THE PROBLEM —
Would you return every entry below exactly as written, without its images?

SUPPLIED MATERIAL —
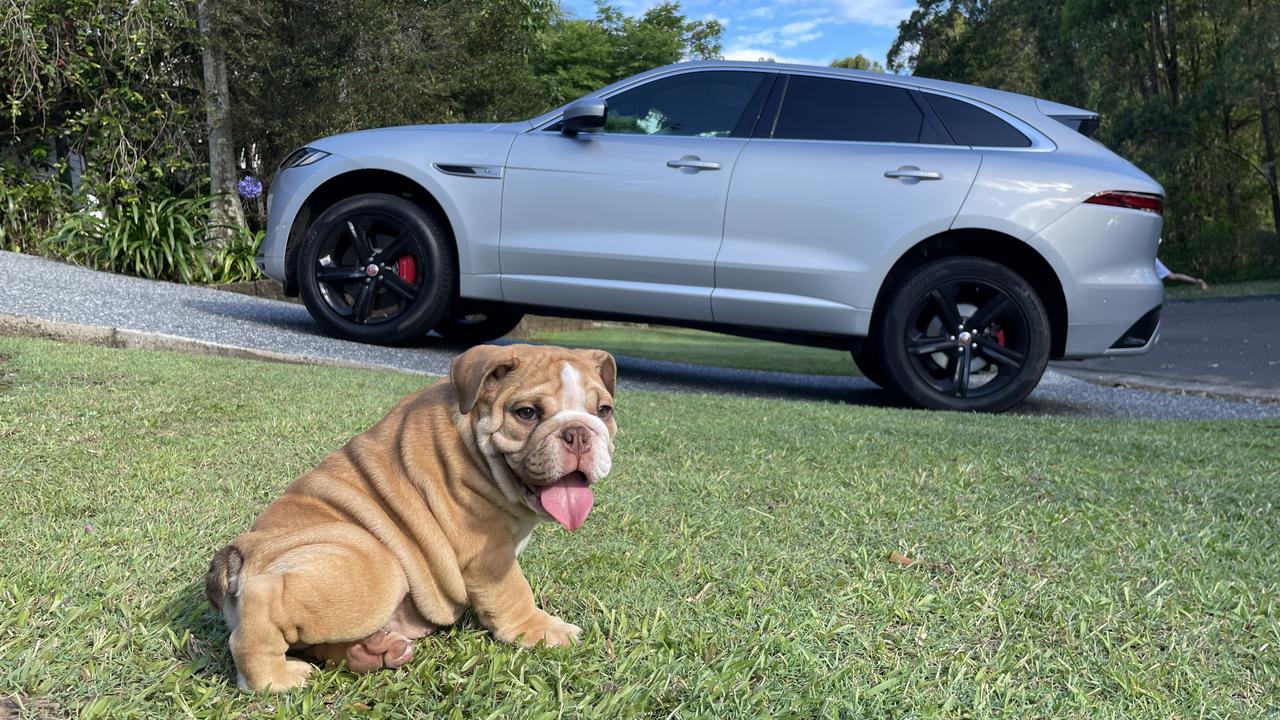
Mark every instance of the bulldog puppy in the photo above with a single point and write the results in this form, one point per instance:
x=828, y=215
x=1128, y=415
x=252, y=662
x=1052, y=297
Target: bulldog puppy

OUTPUT FOR THIS TASK —
Mark every instance of the bulldog puppy in the photo above with a single point and write the results in this form, one point per instance:
x=828, y=215
x=1128, y=415
x=252, y=662
x=1052, y=297
Target: bulldog puppy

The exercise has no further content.